短い問題 A – 立ち飲み店「かっぱ」の記事から、「まず大井新地に出店を決めたの」から「元気が出るのではないか、と。」までの部分をそのまま書き写してください。
短い問題 B –
立ち飲み店「かっぱ」の記事を読んで、次の問いに答えてください。
(i) 「かっぱ」が大井新地にオープンしたのは何年何月ですか。
(ii) 小柳さんは以前、どこでホステスとして働いていましたか。
(iii) 2023年11月の火事では、何棟が被害に遭いましたか。

元の文章 –

--- --- ---

なぜ大井町の立ち飲み店「かっぱ」は“おごり禁止”をルールにしたのか

酒場の醍醐味の一つに、その場で知り合った人と意気投合して盛り上がるという楽しみがあります。場合によっては、「一杯ごちそうさせてください」といった“厚意のやり取り”も見かけます。

JR大井町駅から徒歩5分ほどの飲食店街・大井新地に2023年12月にオープンした「飲み食い屋かっぱ(以下、かっぱ)」では、そんな「おごり・おごられる行為」を禁止しています。背景には店主・小柳恵理さんの思い描く「快適な酒場づくり」の考えがありました。

火事直後に契約、予定通り立ち飲み店を開店

――小柳さんが立ち飲み店を始めたきっかけはなんですか?

現在、会社を2つ経営しているのですが、それらが軌道に乗っていることもあり、何か新しいことを始めたいと思ったんです。居酒屋はどうかと思ったとき、昔の嫌な記憶がよみがえってきました。私は以前、銀座や六本木でホステスとして働いていたのですが、「お金を持っていれば何をやってもいい」と思っている横暴な振る舞いをするお客さんがいて、本当に嫌な思いをしました。そこで、「みんなが気軽に、対等に飲めるリーズナブルな価格の店なら、ストレスは少ないんじゃないか」と思い、立ち飲み店を始めることにしました。

店主の小柳恵理さん。「芙羽忍」の名前で緊縛師というアングラカルチャーの特殊な仕事のほか、エステサロンやシェアハウスなども経営している

――なぜ大井新地に出店したのですか。また、大井新地は2023年11月に火事が発生し、12棟が被害に遭いました。その火事からおよそ1カ月後に店をプレオープンされていますが、迷いや不安はありませんでしたか。

まず大井新地に出店を決めたのは、以前、この街で民泊を経営したことがあり、私自身もお客としてこの界わいでよく飲んでいたなじみの街だったからです。

ちょうど物件を本契約する直前に火事が起きてしまいましたが、私はむしろ、この災難をチャンスと捉え、火事直後に契約しました。それはきっと応援してくださる人が多いのではないかと思ったこともあります。また、もしこの街をあまり知らない人がここで新しい店を開けたら、かつての街の空気が変わってしまうのではないかと思ったんです。それよりも大井新地で長いこと親しんで周辺店舗の方にも顔を知られている私が、火事から日の浅い段階で店を開く方が「バカな子がいるね」って話題になると思いました。そうすればこの街もちょっと明るいムードになって、元気が出るのではないか、と。

--- --- ---

(元データ)
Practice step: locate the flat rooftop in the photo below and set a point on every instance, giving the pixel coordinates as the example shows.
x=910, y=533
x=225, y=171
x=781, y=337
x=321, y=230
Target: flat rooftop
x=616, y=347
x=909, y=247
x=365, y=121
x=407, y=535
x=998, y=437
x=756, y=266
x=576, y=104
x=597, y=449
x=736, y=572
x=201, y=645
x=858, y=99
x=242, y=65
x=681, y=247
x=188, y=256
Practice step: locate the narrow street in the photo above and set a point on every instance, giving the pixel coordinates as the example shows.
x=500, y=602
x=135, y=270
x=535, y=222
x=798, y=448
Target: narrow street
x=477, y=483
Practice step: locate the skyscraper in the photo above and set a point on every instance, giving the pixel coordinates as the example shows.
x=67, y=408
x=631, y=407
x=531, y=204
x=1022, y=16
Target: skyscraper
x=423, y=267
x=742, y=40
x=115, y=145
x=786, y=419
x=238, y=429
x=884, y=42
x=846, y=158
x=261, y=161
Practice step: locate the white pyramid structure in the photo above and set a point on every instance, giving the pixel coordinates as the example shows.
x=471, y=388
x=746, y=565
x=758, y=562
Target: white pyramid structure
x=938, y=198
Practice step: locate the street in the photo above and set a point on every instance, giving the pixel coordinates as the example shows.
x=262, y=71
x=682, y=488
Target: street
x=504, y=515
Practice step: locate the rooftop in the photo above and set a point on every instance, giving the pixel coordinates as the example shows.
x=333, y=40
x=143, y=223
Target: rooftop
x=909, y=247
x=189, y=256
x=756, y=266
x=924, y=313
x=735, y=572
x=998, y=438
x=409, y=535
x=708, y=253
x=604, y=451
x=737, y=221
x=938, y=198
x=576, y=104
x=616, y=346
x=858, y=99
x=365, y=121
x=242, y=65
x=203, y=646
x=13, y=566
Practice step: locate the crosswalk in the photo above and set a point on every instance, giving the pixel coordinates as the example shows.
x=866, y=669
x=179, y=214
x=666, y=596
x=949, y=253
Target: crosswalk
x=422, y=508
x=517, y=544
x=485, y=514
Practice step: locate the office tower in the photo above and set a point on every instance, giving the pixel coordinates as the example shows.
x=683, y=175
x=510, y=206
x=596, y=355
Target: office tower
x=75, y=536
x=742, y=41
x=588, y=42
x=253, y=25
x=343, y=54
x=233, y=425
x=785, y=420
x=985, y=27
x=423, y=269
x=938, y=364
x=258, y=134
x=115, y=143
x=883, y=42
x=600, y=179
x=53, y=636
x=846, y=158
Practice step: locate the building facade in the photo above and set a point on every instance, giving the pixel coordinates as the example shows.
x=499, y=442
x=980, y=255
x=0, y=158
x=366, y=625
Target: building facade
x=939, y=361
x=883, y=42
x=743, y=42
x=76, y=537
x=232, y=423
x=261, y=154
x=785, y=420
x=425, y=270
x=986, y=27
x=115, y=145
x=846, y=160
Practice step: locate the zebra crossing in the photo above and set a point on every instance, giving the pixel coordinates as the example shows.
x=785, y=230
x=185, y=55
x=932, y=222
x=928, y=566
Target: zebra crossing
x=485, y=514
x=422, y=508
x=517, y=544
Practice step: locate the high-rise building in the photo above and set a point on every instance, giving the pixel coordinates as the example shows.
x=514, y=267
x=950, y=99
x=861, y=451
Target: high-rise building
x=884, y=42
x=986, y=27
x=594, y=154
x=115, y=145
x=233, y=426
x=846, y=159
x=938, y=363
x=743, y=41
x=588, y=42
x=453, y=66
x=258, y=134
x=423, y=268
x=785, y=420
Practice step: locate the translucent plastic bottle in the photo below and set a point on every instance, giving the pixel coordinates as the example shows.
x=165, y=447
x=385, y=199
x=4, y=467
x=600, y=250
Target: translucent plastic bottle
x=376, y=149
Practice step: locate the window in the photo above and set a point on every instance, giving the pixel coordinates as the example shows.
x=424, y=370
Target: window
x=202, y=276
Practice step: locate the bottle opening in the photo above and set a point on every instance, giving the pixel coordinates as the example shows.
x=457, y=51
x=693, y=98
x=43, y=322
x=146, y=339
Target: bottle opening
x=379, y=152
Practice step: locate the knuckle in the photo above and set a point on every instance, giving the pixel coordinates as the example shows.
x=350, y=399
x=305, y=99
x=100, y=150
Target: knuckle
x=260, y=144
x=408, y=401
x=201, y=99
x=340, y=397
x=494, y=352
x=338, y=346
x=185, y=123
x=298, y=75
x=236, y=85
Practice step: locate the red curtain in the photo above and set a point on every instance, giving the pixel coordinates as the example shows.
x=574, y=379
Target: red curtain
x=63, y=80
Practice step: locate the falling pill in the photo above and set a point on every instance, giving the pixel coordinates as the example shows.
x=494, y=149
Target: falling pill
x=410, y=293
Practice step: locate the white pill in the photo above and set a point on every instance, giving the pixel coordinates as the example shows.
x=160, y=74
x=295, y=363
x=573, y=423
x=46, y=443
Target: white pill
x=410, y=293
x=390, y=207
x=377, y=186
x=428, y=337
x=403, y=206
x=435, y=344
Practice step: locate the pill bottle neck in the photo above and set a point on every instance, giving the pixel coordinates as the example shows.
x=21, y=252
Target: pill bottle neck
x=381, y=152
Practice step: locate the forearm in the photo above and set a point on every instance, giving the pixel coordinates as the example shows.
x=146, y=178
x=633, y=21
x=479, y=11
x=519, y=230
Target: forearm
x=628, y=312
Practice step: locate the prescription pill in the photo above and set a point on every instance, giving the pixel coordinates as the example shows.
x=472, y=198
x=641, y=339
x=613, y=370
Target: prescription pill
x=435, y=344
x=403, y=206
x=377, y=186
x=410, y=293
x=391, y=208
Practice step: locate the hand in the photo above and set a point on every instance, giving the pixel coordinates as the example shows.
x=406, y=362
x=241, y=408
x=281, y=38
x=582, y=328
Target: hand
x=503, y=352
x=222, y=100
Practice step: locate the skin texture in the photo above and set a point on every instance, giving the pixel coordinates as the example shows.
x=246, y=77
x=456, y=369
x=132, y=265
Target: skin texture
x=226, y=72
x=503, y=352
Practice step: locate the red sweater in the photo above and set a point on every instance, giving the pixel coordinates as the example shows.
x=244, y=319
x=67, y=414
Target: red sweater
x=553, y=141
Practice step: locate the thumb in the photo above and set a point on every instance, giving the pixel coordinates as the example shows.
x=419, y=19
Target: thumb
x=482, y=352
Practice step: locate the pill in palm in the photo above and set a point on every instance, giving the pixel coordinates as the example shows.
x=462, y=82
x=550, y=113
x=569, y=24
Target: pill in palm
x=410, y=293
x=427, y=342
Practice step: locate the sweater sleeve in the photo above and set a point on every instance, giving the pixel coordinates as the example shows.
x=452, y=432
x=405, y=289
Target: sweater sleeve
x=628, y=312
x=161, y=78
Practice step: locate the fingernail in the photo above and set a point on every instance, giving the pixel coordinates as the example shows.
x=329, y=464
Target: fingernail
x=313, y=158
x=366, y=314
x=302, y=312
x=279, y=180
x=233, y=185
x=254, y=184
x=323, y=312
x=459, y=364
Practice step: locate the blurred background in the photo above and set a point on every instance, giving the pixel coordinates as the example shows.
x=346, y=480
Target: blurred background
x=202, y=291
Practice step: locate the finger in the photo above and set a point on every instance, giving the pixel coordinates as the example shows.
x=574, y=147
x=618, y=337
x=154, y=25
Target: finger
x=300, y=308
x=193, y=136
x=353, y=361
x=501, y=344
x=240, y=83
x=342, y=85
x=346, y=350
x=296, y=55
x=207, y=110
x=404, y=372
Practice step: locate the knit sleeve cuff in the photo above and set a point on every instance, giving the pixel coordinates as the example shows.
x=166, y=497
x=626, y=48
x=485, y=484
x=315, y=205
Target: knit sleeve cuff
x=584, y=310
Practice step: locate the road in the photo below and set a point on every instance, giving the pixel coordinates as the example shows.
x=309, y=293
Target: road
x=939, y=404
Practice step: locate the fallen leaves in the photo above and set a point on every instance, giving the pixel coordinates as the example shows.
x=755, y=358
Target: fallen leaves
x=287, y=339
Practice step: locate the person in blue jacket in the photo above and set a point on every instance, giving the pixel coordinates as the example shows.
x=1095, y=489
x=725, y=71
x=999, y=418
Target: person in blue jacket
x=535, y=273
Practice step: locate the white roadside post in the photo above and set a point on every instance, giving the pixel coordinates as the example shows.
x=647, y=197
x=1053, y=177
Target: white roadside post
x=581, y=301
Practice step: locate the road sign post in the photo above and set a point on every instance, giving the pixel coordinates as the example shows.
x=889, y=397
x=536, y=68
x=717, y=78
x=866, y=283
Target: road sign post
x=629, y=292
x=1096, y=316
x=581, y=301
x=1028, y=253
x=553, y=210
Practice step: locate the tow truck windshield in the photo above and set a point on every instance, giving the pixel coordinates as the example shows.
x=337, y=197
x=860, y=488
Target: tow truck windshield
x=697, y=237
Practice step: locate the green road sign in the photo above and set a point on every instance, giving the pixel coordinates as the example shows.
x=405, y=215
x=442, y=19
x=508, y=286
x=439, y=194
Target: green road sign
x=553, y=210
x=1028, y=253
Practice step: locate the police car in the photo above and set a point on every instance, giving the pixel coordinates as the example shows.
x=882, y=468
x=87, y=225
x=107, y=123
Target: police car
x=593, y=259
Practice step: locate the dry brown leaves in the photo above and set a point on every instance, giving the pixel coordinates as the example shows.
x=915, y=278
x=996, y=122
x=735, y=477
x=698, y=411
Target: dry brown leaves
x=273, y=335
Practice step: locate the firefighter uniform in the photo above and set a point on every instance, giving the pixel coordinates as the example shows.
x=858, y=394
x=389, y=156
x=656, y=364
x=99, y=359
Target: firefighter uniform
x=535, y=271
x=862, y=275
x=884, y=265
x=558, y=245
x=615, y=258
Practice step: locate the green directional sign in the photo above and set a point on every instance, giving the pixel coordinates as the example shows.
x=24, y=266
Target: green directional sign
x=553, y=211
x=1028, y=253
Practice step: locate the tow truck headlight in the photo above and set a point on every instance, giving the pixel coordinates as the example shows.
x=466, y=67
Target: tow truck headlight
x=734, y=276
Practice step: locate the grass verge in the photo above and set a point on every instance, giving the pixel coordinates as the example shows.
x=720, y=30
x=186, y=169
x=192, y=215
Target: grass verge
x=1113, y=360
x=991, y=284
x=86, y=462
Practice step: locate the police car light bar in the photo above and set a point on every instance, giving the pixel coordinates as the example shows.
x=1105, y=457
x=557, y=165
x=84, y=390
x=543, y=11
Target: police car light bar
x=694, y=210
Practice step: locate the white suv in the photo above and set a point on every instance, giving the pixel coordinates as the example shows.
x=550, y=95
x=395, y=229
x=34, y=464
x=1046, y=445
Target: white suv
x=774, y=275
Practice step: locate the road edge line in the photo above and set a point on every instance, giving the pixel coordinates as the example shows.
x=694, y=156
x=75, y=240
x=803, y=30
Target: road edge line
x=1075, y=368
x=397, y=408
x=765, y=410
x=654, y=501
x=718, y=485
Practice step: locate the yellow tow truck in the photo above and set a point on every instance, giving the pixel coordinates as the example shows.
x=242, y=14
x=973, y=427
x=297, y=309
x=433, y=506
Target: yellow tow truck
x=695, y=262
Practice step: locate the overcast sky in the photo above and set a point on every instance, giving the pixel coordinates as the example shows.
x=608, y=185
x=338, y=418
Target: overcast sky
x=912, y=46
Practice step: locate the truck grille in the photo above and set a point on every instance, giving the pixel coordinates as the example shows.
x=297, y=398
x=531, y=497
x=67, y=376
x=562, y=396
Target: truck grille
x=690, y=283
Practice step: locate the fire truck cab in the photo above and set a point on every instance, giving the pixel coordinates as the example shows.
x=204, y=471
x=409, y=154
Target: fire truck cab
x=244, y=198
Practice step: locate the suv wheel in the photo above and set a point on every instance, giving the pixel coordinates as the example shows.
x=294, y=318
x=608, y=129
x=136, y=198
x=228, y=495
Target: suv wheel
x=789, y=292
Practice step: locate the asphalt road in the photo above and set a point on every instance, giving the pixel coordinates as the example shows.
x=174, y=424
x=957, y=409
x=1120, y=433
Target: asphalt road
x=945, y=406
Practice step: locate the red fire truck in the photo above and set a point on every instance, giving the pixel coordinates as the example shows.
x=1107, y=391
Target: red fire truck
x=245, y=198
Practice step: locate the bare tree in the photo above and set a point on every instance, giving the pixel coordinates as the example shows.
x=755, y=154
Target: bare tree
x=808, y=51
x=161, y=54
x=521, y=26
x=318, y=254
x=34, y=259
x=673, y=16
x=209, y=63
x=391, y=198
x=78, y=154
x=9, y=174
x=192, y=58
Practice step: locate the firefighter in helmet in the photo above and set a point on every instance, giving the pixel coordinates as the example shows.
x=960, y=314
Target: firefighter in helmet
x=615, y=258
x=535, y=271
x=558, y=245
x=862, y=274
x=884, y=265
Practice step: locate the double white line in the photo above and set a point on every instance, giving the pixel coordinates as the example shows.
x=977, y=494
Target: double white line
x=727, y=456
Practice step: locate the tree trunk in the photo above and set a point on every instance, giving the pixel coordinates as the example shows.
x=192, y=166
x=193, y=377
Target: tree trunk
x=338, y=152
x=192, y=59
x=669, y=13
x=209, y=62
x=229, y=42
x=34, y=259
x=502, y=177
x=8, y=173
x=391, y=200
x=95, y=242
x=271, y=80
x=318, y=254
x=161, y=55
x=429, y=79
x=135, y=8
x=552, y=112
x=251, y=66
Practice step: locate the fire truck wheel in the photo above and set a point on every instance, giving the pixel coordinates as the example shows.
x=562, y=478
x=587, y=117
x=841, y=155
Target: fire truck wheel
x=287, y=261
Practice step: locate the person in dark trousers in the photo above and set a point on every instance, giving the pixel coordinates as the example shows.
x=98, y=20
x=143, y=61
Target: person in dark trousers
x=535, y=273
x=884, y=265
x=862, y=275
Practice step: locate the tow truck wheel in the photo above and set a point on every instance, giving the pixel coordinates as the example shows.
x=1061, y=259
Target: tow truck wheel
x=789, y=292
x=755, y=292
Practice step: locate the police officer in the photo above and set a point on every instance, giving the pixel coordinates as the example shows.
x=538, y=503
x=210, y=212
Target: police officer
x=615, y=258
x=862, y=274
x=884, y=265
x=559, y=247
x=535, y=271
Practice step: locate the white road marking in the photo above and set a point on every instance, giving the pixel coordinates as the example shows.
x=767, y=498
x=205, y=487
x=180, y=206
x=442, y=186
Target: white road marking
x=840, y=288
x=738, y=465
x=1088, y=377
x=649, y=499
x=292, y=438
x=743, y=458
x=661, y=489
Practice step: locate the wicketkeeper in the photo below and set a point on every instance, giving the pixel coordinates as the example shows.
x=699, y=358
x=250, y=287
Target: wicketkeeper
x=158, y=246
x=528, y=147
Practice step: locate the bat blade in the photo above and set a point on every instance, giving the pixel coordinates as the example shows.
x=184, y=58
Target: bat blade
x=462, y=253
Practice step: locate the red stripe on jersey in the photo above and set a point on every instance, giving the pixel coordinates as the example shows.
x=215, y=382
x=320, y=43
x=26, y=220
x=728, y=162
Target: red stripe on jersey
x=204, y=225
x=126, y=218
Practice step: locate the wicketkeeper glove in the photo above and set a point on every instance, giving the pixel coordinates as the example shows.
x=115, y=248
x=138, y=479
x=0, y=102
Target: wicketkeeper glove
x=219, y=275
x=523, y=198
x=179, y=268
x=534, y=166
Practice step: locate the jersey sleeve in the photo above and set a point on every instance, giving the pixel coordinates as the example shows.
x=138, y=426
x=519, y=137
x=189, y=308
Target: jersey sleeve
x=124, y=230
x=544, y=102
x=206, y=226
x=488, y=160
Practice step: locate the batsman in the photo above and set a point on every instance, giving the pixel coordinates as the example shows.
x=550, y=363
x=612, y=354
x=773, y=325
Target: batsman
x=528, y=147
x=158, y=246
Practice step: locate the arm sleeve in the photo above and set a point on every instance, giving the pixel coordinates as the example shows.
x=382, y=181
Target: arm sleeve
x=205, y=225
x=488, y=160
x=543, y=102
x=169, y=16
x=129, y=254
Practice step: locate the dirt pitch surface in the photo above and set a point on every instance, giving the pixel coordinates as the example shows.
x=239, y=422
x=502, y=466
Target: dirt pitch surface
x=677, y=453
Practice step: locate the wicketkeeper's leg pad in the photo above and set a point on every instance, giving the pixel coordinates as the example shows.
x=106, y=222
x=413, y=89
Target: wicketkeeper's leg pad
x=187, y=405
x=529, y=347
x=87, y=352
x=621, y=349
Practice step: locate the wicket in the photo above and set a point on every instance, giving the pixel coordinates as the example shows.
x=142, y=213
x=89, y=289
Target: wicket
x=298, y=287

--- --- ---

記述の答え A –
まず大井新地に出店を決めたのは、以前、この街で民泊を経営したことがあり、私自身もお客としてこの界わいでよく飲んでいたなじみの街だったからです。

ちょうど物件を本契約する直前に火事が起きてしまいましたが、私はむしろ、この災難をチャンスと捉え、火事直後に契約しました。それはきっと応援してくださる人が多いのではないかと思ったこともあります。また、もしこの街をあまり知らない人がここで新しい店を開けたら、かつての街の空気が変わってしまうのではないかと思ったんです。それよりも大井新地で長いこと親しんで周辺店舗の方にも顔を知られている私が、火事から日の浅い段階で店を開く方が「バカな子がいるね」って話題になると思いました。そうすればこの街もちょっと明るいムードになって、元気が出るのではないか、と。

記述の答え B –
(i) 2023年12月
(ii) 銀座や六本木
(iii) 12棟